> **Problem description**: Beginning at the line that mentions "[point] at the red trailer", retype the rest of the records below exactly. Pictures are not part of the copy.

Source data:
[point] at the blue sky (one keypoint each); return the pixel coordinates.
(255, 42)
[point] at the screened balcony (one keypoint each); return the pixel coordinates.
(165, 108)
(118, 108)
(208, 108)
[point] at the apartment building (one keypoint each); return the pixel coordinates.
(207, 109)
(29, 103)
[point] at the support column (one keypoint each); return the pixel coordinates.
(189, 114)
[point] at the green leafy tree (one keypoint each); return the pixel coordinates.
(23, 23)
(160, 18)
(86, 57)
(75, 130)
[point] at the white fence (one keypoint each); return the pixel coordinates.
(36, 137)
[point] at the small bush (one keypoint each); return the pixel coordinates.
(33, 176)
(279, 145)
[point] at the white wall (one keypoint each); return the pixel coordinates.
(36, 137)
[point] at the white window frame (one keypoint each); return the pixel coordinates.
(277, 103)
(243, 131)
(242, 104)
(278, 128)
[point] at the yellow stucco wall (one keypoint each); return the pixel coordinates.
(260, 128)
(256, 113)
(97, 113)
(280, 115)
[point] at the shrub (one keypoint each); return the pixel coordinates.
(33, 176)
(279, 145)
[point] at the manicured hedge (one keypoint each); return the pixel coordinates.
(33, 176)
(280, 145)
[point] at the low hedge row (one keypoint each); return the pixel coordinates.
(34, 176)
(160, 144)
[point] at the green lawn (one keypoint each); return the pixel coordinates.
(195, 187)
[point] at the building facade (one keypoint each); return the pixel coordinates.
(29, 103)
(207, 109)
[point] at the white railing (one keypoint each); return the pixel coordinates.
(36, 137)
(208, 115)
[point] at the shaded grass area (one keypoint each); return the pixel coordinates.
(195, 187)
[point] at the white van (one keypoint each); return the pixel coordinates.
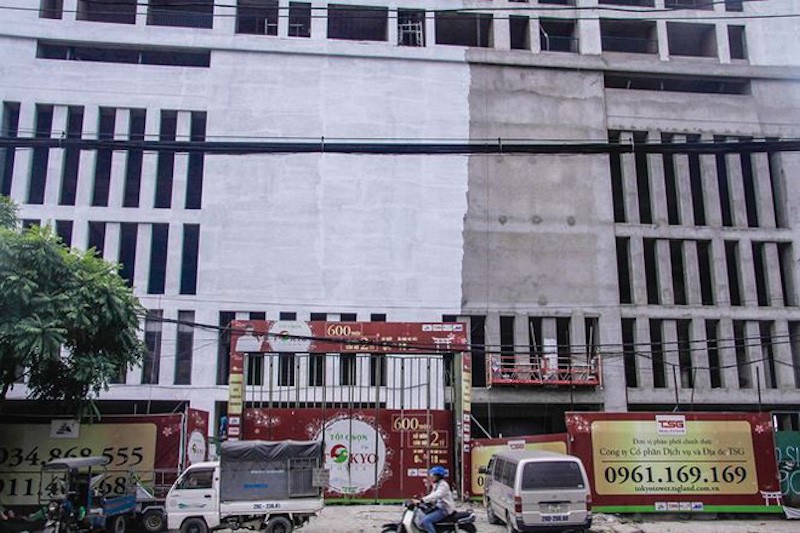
(536, 491)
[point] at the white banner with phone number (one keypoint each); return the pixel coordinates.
(24, 448)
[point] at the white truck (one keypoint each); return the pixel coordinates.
(270, 486)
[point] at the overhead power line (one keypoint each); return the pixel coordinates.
(322, 146)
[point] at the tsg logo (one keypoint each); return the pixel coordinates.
(671, 424)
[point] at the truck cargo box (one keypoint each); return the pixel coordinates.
(261, 470)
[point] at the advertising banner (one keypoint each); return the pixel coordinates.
(375, 455)
(692, 462)
(483, 449)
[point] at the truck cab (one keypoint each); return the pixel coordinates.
(274, 486)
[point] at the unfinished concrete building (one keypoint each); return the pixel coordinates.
(616, 281)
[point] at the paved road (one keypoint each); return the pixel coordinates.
(368, 518)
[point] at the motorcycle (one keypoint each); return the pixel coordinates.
(414, 512)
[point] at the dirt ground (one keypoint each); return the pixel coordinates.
(369, 518)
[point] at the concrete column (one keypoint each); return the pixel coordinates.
(658, 190)
(224, 24)
(119, 159)
(747, 273)
(782, 350)
(663, 42)
(691, 273)
(638, 279)
(699, 346)
(589, 37)
(181, 166)
(723, 46)
(708, 173)
(644, 366)
(535, 39)
(150, 160)
(763, 185)
(501, 31)
(319, 22)
(55, 160)
(680, 164)
(736, 186)
(628, 167)
(664, 272)
(23, 159)
(88, 160)
(772, 269)
(720, 274)
(727, 355)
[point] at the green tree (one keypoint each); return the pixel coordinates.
(67, 320)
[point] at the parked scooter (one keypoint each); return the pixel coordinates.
(413, 514)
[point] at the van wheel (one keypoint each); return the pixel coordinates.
(490, 516)
(194, 525)
(510, 524)
(278, 524)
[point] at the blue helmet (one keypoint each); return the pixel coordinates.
(438, 471)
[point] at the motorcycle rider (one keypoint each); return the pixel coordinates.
(440, 496)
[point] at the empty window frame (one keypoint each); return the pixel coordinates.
(410, 27)
(40, 156)
(97, 237)
(734, 279)
(165, 166)
(103, 157)
(712, 345)
(127, 250)
(114, 11)
(196, 165)
(657, 354)
(189, 258)
(692, 40)
(743, 366)
(8, 128)
(158, 259)
(685, 354)
(64, 231)
(153, 325)
(736, 42)
(358, 23)
(617, 187)
(557, 35)
(520, 32)
(72, 157)
(624, 270)
(134, 159)
(299, 19)
(257, 17)
(181, 13)
(184, 348)
(678, 271)
(464, 29)
(629, 351)
(51, 9)
(632, 36)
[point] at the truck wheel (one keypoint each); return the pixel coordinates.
(153, 521)
(116, 524)
(278, 524)
(194, 525)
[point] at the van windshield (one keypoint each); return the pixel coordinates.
(552, 475)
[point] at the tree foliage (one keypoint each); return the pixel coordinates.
(67, 319)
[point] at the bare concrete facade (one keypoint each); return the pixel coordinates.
(628, 260)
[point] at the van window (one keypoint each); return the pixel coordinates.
(552, 475)
(198, 479)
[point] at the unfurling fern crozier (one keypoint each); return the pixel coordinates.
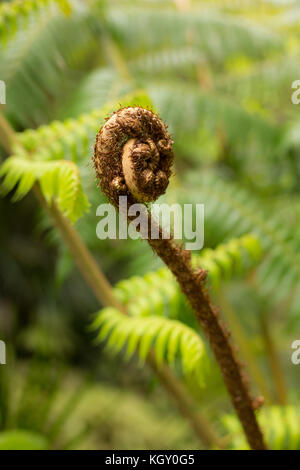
(133, 156)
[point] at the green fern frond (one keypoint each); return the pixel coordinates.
(15, 14)
(280, 426)
(60, 180)
(232, 211)
(157, 293)
(61, 48)
(72, 139)
(168, 338)
(216, 35)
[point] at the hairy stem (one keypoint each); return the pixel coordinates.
(192, 285)
(133, 158)
(102, 289)
(104, 293)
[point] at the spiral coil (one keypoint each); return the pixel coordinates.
(133, 156)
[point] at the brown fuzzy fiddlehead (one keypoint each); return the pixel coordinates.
(133, 158)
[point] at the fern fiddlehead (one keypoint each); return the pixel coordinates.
(133, 158)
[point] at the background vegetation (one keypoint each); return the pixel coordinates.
(220, 74)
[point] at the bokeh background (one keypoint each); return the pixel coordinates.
(220, 74)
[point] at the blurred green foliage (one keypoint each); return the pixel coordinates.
(220, 74)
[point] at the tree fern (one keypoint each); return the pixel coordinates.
(168, 338)
(157, 293)
(58, 180)
(168, 26)
(280, 426)
(236, 211)
(73, 138)
(61, 48)
(15, 14)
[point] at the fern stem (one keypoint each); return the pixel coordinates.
(6, 133)
(192, 285)
(133, 157)
(243, 346)
(104, 293)
(279, 382)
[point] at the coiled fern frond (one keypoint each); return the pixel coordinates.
(169, 339)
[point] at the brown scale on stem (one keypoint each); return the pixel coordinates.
(133, 158)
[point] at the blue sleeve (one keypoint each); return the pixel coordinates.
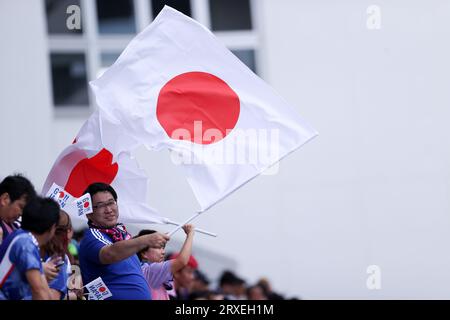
(60, 282)
(91, 245)
(25, 256)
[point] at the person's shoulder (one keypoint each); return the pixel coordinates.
(23, 238)
(94, 235)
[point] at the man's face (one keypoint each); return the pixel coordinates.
(11, 210)
(105, 212)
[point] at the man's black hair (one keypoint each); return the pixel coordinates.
(17, 186)
(40, 214)
(100, 187)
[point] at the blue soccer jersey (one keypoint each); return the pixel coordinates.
(124, 278)
(18, 254)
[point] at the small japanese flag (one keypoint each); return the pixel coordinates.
(98, 290)
(61, 196)
(83, 204)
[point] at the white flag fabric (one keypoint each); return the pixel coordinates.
(72, 205)
(177, 87)
(90, 160)
(98, 290)
(83, 205)
(58, 194)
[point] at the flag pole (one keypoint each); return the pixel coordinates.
(181, 225)
(168, 221)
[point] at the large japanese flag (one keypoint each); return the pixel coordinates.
(177, 87)
(94, 158)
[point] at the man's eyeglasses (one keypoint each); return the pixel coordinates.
(102, 205)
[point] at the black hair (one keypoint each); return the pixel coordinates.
(17, 186)
(100, 187)
(140, 234)
(40, 214)
(228, 277)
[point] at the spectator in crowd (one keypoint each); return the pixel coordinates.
(56, 254)
(267, 288)
(159, 273)
(231, 286)
(183, 279)
(256, 292)
(15, 192)
(201, 282)
(21, 272)
(107, 250)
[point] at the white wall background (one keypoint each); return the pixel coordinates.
(373, 188)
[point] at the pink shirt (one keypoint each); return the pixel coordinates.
(156, 274)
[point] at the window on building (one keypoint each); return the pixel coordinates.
(111, 24)
(69, 79)
(229, 15)
(116, 17)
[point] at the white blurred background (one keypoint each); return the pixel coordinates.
(373, 77)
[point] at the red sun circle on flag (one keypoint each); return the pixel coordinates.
(197, 102)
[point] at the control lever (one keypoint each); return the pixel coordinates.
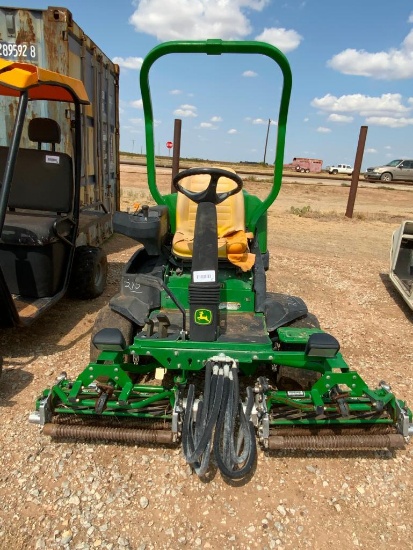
(145, 211)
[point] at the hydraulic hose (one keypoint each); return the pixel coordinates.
(219, 412)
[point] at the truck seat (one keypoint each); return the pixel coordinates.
(232, 238)
(35, 242)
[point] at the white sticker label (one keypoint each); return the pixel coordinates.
(52, 159)
(296, 394)
(206, 276)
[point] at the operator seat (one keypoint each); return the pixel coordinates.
(232, 238)
(36, 239)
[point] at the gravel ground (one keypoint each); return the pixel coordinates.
(86, 496)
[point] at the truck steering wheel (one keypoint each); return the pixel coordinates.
(210, 193)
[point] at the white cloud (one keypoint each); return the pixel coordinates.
(249, 74)
(186, 111)
(283, 39)
(394, 64)
(207, 125)
(137, 104)
(384, 105)
(195, 19)
(134, 63)
(334, 117)
(391, 122)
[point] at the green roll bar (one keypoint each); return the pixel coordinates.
(217, 47)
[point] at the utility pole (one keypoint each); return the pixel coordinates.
(356, 171)
(266, 139)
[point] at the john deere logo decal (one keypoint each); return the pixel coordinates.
(203, 317)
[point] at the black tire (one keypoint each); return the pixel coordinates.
(387, 177)
(294, 379)
(107, 318)
(89, 273)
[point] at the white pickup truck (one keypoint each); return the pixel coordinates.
(341, 169)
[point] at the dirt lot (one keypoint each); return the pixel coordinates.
(85, 496)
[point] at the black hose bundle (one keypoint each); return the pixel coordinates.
(219, 413)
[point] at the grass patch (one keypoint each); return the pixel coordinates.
(301, 212)
(333, 215)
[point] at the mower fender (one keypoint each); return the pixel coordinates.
(282, 309)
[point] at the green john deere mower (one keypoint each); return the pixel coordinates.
(194, 350)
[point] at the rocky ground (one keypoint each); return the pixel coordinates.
(86, 496)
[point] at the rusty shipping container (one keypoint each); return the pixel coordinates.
(52, 40)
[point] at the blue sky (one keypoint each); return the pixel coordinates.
(352, 65)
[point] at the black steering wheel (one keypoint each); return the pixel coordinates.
(210, 193)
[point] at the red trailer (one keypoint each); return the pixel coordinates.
(306, 165)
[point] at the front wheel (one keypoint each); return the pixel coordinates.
(89, 273)
(386, 177)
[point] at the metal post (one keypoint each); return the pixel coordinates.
(356, 172)
(176, 150)
(12, 156)
(266, 139)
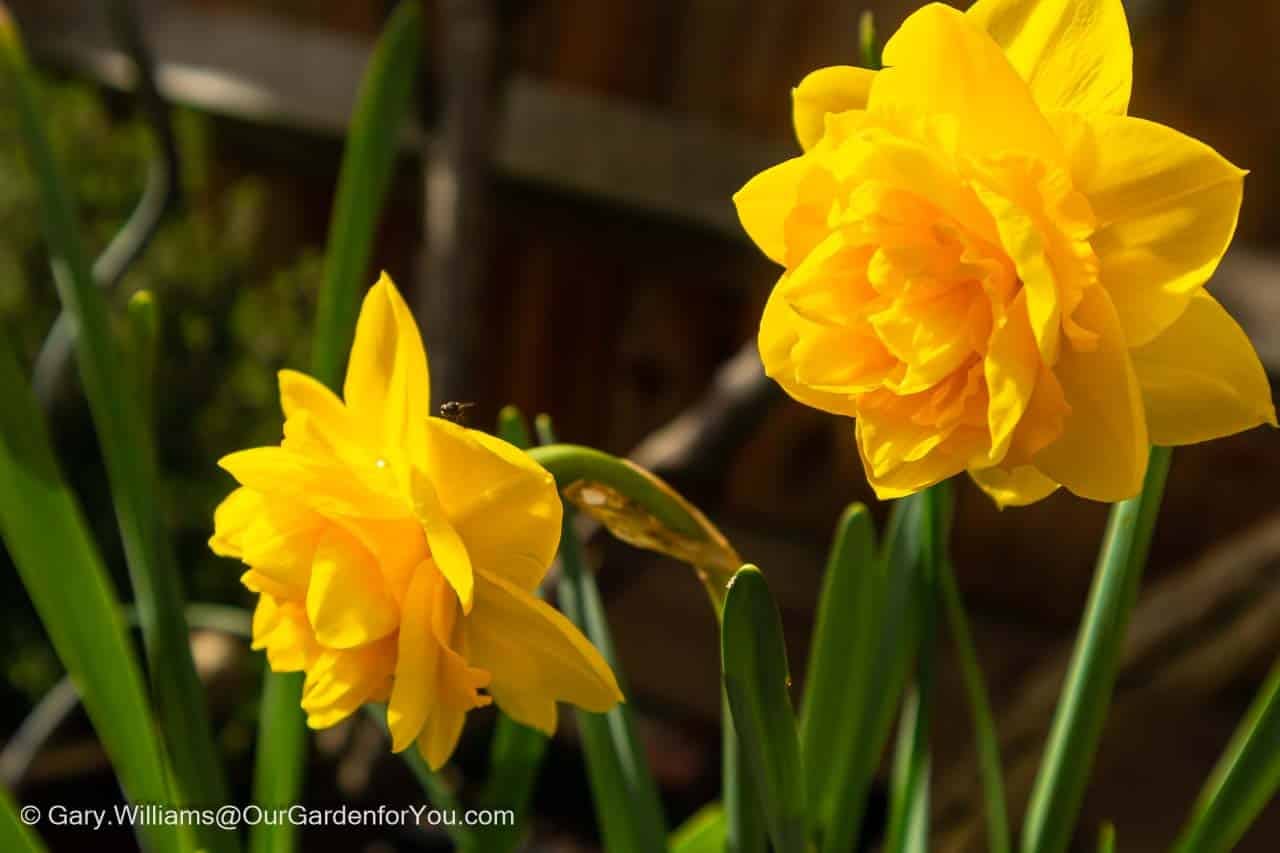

> **Result for this task**:
[point] at the red trailer (one keypoint each); return the pixel coordinates.
(306, 165)
[point] at the front wheel (one keypoint each); return the pixel coordinates.
(89, 273)
(386, 177)
[point] at the metal post (one keypoint each); return the pixel coordinates.
(356, 172)
(176, 150)
(12, 156)
(266, 139)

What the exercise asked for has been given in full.